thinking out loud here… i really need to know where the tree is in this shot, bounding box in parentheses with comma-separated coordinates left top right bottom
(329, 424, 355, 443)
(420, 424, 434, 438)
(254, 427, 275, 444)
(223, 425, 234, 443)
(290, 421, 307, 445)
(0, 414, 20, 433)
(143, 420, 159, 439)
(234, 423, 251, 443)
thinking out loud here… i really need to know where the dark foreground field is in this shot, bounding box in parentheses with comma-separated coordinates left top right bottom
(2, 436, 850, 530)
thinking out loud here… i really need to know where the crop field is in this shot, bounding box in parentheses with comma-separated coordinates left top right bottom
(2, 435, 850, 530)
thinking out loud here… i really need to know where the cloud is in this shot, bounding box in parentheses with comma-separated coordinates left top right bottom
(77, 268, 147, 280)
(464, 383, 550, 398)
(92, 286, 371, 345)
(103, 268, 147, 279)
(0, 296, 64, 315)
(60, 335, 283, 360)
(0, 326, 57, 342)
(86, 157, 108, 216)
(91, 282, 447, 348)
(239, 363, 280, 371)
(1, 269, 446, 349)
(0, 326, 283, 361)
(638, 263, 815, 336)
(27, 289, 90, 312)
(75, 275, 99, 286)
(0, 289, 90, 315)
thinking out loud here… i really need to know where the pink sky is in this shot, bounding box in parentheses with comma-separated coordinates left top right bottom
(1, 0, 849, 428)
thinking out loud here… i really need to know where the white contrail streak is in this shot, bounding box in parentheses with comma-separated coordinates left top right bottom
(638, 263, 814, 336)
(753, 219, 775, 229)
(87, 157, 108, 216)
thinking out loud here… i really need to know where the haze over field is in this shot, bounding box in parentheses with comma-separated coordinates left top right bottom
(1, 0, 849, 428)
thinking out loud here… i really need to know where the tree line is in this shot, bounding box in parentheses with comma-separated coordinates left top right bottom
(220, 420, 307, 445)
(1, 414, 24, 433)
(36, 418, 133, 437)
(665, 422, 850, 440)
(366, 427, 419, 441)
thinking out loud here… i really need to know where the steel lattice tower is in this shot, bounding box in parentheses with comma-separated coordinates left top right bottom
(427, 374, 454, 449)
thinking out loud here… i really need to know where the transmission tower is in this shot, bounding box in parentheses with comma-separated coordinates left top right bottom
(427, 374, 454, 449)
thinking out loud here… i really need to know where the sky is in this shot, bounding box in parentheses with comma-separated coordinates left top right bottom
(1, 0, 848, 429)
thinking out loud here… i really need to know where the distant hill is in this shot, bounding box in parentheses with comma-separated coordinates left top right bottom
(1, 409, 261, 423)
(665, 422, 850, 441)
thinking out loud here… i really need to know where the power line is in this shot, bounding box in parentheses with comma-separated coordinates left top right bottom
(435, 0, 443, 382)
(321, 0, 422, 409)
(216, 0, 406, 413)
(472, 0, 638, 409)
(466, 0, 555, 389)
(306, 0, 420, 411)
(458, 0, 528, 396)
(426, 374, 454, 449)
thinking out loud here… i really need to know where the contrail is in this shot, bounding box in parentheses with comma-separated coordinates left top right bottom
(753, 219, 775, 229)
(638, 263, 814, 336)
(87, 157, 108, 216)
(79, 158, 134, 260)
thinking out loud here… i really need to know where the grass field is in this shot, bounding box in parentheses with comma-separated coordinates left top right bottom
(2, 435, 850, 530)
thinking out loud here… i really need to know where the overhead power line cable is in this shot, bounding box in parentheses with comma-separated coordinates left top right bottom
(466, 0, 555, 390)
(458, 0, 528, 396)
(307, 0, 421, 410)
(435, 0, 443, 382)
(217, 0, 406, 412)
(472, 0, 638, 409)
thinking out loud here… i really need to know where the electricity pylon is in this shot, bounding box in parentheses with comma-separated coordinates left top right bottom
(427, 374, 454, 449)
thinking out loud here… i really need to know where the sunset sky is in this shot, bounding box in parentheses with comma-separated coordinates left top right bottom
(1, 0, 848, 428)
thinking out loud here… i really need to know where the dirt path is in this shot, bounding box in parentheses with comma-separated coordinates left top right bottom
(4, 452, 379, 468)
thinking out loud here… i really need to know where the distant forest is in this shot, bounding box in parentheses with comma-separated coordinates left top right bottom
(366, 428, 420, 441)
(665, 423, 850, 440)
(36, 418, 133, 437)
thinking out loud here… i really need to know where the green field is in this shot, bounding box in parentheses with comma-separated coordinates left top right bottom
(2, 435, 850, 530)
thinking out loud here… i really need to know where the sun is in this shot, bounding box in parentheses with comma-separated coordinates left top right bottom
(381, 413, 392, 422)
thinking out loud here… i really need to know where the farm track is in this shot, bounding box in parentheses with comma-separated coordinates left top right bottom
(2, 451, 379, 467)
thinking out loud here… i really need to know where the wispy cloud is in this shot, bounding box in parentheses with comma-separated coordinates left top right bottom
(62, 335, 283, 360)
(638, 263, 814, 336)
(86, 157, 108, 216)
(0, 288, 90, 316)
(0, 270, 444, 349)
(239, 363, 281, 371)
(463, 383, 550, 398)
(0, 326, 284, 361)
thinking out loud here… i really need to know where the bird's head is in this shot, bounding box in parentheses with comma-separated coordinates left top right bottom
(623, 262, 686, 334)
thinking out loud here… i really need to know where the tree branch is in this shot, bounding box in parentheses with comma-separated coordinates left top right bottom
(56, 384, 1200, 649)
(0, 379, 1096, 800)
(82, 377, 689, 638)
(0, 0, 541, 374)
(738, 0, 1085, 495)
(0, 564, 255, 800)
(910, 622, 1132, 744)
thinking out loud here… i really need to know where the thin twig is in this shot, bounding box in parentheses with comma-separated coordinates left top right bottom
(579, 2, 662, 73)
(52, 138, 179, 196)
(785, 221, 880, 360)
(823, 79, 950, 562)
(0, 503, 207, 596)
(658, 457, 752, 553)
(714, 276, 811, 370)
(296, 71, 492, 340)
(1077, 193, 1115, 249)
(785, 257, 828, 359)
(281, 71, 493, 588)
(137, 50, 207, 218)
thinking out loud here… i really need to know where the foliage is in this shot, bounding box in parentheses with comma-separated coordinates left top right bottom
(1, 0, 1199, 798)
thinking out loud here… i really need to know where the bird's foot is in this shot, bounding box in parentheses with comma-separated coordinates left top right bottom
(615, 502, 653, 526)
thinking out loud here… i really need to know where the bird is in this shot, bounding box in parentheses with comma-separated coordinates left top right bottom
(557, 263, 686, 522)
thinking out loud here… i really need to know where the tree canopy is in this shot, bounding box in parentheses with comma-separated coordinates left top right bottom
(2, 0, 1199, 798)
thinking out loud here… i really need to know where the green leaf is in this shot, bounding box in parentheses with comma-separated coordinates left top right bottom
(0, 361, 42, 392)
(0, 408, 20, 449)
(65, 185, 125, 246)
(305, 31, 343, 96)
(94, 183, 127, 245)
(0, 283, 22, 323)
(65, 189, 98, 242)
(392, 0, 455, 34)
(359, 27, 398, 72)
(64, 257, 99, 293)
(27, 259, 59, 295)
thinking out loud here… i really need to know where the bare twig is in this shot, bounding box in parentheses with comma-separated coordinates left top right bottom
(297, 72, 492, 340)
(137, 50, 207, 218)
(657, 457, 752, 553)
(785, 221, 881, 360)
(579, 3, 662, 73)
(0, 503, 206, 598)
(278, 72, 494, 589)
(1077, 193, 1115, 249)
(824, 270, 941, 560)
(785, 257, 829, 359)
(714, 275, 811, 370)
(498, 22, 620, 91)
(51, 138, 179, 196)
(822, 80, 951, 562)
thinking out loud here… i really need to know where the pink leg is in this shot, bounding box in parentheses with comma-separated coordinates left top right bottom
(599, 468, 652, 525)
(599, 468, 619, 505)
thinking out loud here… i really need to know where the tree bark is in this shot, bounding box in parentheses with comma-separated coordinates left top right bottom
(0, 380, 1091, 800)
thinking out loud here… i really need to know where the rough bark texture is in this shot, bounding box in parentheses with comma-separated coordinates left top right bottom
- - -
**What you should do**
Would you restate word for word every line from the one holding "the pink leg" to the end of the entries, both ends included?

**Solution to the problem**
thinking out loud here… i really need to know where the pink leg is in this shot, bounding box in parentheses with comma-separated coordinates left top right bottom
(599, 468, 652, 525)
(599, 468, 619, 505)
thinking out loud here… i really need to know where the tree bark is in this shot, bounding box in parentheses with comma-separated coordinates left top right bottom
(0, 380, 1091, 800)
thinking out loud here… i really need to know where the rough bark texture is in this shot, bounding box in parentheses with comma-separated coordinates left top right bottom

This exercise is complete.